Source records =>
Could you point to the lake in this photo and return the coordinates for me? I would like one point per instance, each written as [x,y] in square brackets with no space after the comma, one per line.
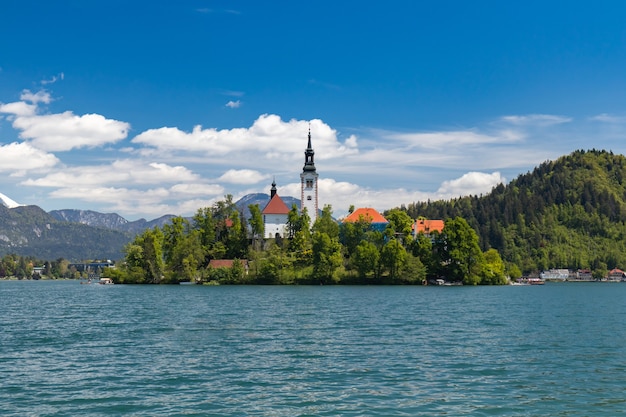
[553,350]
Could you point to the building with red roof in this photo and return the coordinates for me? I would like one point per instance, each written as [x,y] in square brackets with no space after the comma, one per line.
[367,214]
[427,227]
[275,215]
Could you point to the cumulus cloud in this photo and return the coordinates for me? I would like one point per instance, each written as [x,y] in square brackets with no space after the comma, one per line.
[67,131]
[536,120]
[269,136]
[18,158]
[18,108]
[608,118]
[122,172]
[41,96]
[474,183]
[54,79]
[242,176]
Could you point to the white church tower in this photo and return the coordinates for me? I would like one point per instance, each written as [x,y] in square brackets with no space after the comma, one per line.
[308,183]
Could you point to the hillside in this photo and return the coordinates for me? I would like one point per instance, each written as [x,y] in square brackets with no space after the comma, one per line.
[30,231]
[108,220]
[567,213]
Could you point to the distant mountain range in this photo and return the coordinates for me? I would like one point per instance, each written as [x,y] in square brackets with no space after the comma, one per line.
[79,235]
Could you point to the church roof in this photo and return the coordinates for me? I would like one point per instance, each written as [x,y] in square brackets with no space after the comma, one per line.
[276,206]
[368,214]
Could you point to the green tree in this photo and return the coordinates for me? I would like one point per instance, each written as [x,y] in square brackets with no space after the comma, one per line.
[393,257]
[326,224]
[399,222]
[257,225]
[366,257]
[493,269]
[326,256]
[459,252]
[353,233]
[182,250]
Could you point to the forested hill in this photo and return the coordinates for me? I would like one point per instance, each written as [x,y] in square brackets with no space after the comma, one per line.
[568,213]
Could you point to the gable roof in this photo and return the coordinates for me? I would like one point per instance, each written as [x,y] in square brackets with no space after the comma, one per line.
[428,226]
[276,206]
[225,263]
[366,213]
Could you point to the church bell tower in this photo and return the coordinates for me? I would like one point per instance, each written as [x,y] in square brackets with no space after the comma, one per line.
[308,183]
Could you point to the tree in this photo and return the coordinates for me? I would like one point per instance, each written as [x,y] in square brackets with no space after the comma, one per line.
[326,256]
[205,224]
[326,224]
[257,225]
[182,250]
[393,257]
[459,252]
[400,223]
[366,257]
[353,233]
[493,269]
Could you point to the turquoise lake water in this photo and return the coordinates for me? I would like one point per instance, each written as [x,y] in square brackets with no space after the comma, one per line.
[555,350]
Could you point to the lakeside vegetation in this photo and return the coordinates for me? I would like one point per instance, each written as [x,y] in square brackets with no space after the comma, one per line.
[569,213]
[325,252]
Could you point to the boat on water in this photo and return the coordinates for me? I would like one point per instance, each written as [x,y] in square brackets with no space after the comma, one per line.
[529,281]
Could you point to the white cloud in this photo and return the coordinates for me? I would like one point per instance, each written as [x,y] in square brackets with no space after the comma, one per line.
[40,96]
[123,172]
[474,183]
[536,120]
[18,108]
[18,158]
[608,118]
[67,131]
[54,79]
[242,176]
[269,138]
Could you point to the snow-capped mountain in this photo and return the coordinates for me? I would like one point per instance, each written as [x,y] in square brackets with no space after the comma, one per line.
[7,202]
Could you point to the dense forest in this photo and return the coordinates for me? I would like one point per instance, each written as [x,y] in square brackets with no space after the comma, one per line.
[326,252]
[567,213]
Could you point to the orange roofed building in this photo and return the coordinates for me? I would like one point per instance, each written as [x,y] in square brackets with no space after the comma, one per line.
[377,220]
[366,213]
[275,215]
[427,226]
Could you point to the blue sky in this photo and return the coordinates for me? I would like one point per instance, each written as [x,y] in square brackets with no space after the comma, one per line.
[150,108]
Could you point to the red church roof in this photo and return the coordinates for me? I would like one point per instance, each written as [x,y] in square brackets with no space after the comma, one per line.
[276,206]
[367,214]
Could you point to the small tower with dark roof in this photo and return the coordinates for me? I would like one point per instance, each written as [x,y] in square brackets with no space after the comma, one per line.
[275,215]
[308,183]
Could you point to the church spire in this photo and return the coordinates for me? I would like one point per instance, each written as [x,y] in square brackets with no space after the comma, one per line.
[273,190]
[308,182]
[309,154]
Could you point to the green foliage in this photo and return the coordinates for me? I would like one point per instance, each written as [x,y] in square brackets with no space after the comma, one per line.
[326,256]
[567,213]
[366,258]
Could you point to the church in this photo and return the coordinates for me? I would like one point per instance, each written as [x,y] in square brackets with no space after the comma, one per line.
[275,213]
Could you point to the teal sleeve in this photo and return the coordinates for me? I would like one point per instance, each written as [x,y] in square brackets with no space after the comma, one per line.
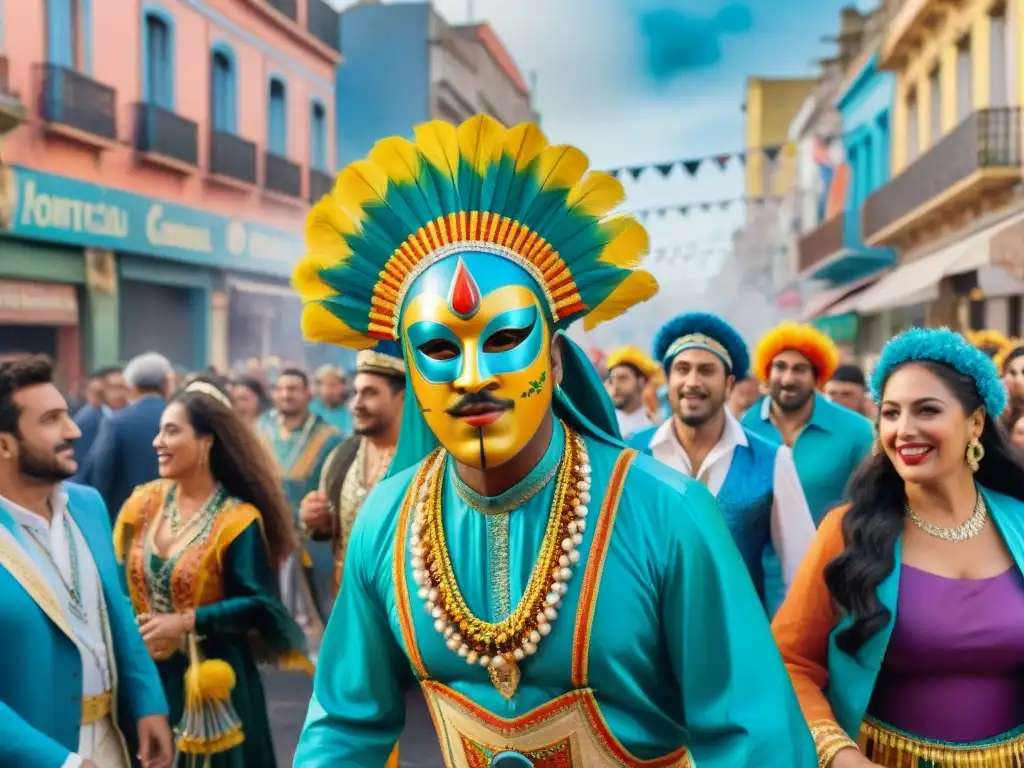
[358,705]
[739,706]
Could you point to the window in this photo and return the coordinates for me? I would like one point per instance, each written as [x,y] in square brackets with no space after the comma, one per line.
[158,61]
[997,65]
[965,92]
[317,141]
[912,127]
[223,97]
[276,128]
[935,96]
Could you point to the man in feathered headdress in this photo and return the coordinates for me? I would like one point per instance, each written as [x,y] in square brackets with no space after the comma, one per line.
[828,441]
[498,561]
[630,372]
[754,480]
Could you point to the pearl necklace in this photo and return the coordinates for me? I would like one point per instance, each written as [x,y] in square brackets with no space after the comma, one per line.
[500,646]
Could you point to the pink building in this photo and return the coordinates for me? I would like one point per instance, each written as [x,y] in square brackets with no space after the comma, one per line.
[160,161]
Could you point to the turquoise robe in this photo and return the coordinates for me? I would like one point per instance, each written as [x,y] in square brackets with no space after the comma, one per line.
[41,666]
[851,681]
[301,460]
[679,638]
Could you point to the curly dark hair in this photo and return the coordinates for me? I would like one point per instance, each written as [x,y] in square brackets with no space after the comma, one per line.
[875,519]
[241,463]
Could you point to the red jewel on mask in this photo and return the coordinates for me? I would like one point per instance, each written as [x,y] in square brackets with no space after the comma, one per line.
[464,296]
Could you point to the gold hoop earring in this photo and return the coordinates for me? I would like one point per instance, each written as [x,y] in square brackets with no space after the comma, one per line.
[975,453]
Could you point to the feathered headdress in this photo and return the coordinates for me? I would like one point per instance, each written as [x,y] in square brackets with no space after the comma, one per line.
[475,186]
[807,340]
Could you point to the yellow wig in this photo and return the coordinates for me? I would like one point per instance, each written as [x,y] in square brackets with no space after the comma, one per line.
[807,340]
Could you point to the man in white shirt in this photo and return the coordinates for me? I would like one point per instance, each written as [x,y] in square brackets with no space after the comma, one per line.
[754,480]
[77,684]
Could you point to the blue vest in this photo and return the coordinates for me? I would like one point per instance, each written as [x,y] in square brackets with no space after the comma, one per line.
[745,501]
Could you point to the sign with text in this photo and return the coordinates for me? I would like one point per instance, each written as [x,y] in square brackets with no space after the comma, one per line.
[67,210]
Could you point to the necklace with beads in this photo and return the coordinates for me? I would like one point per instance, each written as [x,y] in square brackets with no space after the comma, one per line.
[501,646]
[968,529]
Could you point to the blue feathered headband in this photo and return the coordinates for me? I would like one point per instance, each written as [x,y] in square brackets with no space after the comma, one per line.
[702,331]
[949,348]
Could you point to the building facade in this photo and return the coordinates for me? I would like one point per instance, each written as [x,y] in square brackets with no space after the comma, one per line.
[953,209]
[406,65]
[154,198]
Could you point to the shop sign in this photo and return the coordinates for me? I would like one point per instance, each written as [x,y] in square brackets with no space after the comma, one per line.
[37,304]
[67,210]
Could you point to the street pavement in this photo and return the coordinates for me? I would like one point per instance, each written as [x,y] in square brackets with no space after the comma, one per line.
[288,695]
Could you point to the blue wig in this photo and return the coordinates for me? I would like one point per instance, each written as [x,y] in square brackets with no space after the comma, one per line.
[702,324]
[949,348]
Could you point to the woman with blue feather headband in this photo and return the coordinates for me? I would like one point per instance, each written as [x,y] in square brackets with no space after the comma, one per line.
[904,630]
[559,599]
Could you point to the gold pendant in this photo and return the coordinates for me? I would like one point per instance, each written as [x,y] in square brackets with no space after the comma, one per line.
[506,677]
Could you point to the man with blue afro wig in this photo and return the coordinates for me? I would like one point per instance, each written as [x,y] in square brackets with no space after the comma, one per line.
[754,480]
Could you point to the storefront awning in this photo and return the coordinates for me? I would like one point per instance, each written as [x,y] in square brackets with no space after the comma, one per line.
[919,282]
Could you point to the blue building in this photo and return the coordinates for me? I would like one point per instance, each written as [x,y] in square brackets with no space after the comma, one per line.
[404,65]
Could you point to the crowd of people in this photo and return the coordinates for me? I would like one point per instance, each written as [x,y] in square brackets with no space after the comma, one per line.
[707,555]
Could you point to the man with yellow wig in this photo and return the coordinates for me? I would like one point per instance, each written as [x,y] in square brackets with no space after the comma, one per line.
[560,600]
[828,441]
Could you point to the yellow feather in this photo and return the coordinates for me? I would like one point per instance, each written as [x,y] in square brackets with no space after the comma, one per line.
[318,324]
[629,242]
[597,195]
[438,143]
[397,158]
[636,289]
[523,142]
[561,167]
[358,183]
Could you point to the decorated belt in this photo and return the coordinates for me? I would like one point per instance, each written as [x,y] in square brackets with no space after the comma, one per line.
[890,747]
[96,708]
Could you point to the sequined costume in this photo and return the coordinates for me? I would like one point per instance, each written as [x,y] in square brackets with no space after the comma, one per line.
[595,613]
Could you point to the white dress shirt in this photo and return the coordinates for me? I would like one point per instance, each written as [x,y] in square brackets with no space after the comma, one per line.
[90,634]
[792,524]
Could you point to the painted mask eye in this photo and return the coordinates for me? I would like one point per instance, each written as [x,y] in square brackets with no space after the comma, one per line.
[507,338]
[439,349]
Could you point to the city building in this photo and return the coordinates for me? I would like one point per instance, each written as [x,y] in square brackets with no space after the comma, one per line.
[155,196]
[834,263]
[404,65]
[953,209]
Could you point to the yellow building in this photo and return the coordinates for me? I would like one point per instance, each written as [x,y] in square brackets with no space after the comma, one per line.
[771,105]
[955,139]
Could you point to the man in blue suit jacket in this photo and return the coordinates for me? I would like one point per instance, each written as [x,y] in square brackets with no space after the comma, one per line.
[123,456]
[77,683]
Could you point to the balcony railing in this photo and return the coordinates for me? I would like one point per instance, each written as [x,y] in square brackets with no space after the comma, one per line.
[289,8]
[160,131]
[987,140]
[320,184]
[71,99]
[232,157]
[821,243]
[324,24]
[282,176]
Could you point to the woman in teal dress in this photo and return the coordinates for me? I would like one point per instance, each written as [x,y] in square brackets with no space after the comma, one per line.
[200,549]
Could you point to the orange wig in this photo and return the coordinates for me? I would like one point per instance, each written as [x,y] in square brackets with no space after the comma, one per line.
[807,340]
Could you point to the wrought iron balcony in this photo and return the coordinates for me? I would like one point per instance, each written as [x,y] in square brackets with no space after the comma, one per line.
[821,243]
[978,157]
[289,8]
[232,158]
[282,176]
[71,102]
[320,184]
[324,24]
[163,133]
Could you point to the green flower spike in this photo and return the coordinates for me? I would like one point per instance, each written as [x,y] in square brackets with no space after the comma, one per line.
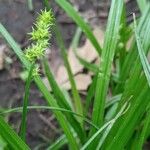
[40,36]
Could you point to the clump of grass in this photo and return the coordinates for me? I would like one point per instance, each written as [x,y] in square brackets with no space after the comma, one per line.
[118,123]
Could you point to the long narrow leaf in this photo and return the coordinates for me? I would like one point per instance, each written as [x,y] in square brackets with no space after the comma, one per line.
[14,141]
[50,100]
[105,65]
[85,28]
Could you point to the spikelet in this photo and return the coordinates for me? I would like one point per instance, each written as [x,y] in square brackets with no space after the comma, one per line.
[40,36]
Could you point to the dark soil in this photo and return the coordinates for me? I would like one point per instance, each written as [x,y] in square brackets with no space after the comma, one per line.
[16,17]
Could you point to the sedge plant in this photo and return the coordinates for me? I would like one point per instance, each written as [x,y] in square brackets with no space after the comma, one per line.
[117,103]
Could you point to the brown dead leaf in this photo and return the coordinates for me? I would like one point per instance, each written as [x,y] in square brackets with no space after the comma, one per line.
[82,82]
[88,53]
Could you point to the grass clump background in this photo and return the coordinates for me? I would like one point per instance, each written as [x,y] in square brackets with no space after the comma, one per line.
[117,121]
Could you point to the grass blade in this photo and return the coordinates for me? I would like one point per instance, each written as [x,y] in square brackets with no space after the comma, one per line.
[85,28]
[14,141]
[50,100]
[75,93]
[142,5]
[108,52]
[144,61]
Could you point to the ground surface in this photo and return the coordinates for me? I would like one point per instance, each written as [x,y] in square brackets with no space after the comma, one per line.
[16,17]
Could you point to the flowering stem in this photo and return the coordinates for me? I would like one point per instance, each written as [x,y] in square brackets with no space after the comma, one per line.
[25,104]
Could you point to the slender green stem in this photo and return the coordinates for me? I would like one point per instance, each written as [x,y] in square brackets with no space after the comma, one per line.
[25,104]
[30,5]
[76,96]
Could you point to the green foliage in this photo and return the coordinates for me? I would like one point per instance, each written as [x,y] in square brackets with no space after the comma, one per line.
[40,35]
[117,103]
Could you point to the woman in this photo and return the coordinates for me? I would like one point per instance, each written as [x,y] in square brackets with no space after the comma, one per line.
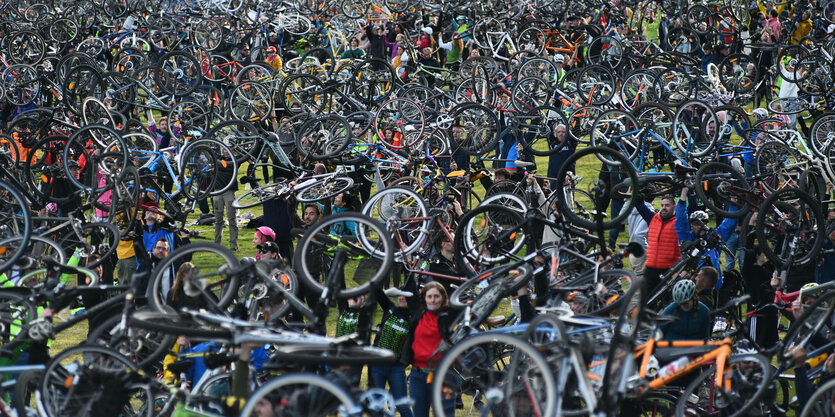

Instruction =>
Produce an exact copy of only those lines that run from the line with "Could you point to the grass clump" to the final line of the records, including both; exclude images.

Answer to the task =>
Could you point to the grass clump background in this photo and return the coordinates for me? I would like one point per instance, each written as [x,y] in square brackets with no space after the comma, one per line.
[117,121]
Could you point to the grass blade in this photo and return the coordinates for me? I would like one point per instance, each written as [x,y] in square brackets with no space after the comma, one per line.
[85,28]
[14,141]
[50,100]
[75,93]
[142,5]
[108,52]
[144,61]
Could you point to the ground surface in this photo and return the coordinates for me? I would like one point per instance, each written as [x,y] in square brackets with no space after the comma, one per line.
[16,17]
Could you point to the flowering stem in this photo and return the coordinates for me? I would like one point per instance, each written as [x,y] in square brackets with no space after the comma, one per line.
[25,104]
Could you point to the slender green stem in this photo and return the coordinates for me? I would like one point per instance, each written as [x,y] in square brackets with no space after the comma, one per line.
[25,104]
[30,5]
[76,96]
Could you point to the green foliage in this photo and return the coordinates for me? I would like one point per instance, each written as [x,y] in square brackets with no space after the comma, one per line.
[40,35]
[117,103]
Could you point to the woman in this photo and return the coordinates for me? I would like one point per instance, each written as [x,y] in square brackets with no space after the comma, one per line.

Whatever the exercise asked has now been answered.